Blue-spotted salamanders are getting their own tunnel in the UP
They are among Michigan's most striking native animals, but many Michiganders have never seen one: blue-spotted salamanders.
The small amphibians are inconspicuous because they spend much of their life beneath logs and the soil. But each year, thousands of them march from their underground homes to vernal pools: unique habitats in forests that teem with life for a few months in spring.
When the weather conditions are right in early spring — usually a rainy, warmer night — the salamanders emerge and make their way to the breeding pools. In Presque Isle Park in Michigan's Upper Peninsula, the blue-spotted salamander population has to cross a road to get to and from their breeding pool.
Since 2020, officials in the park have closed Peter White Drive from 8 p.m. to 8 a.m. during salamander migration. The decision was prompted by a 2019 study that found that 400 salamanders were run over by cars during that year's migration.

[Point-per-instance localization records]
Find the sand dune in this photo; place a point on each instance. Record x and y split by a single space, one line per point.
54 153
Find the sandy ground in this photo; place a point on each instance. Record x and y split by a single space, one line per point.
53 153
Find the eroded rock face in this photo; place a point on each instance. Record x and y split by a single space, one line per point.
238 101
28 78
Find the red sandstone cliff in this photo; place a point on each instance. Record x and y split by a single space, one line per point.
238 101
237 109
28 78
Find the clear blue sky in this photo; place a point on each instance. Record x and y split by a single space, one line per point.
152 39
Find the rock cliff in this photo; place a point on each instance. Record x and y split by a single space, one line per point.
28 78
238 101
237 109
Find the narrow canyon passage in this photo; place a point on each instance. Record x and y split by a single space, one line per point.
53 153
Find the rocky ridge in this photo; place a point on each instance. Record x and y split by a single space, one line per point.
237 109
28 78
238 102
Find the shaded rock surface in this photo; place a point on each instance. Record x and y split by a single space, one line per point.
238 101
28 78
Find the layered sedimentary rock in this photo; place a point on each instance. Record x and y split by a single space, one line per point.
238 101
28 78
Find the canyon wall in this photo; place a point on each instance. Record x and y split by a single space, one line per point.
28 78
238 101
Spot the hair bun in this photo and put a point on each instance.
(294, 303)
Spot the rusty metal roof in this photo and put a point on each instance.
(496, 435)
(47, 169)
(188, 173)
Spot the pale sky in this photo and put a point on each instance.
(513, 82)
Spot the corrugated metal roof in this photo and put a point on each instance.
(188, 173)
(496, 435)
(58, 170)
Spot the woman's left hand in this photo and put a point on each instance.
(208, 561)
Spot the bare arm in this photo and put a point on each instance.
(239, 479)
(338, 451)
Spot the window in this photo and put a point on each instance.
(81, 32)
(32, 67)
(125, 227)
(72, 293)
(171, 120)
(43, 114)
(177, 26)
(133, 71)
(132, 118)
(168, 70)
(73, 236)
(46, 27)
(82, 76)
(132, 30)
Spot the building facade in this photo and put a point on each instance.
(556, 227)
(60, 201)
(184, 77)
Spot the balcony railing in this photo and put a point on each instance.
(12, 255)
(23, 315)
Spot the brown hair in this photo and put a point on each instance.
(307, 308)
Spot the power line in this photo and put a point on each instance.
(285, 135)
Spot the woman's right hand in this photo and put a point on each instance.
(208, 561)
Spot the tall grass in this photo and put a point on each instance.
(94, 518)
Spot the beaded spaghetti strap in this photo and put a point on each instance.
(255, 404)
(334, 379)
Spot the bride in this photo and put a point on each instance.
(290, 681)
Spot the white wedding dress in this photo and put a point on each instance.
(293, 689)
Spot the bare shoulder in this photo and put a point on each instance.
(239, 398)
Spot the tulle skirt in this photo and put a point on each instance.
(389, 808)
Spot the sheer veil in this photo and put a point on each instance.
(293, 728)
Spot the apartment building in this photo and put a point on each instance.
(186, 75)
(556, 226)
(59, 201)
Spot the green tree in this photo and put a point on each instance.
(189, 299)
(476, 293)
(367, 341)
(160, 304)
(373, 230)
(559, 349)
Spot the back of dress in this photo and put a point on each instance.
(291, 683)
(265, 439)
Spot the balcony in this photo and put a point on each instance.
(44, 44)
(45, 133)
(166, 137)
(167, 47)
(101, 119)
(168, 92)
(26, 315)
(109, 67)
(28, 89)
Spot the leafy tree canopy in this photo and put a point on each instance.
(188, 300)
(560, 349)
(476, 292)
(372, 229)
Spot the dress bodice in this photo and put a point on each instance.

> **Exercise**
How would you condense the paragraph of the salamander article that begins "Since 2020, officials in the park" into a single shorter sentence that keeps its main facts?

> **Answer**
Since 2020, park officials have closed Peter White Drive from 8 p.m. to 8 a.m. during salamander migration, a decision prompted by a 2019 study finding that cars ran over 400 salamanders during that year's migration.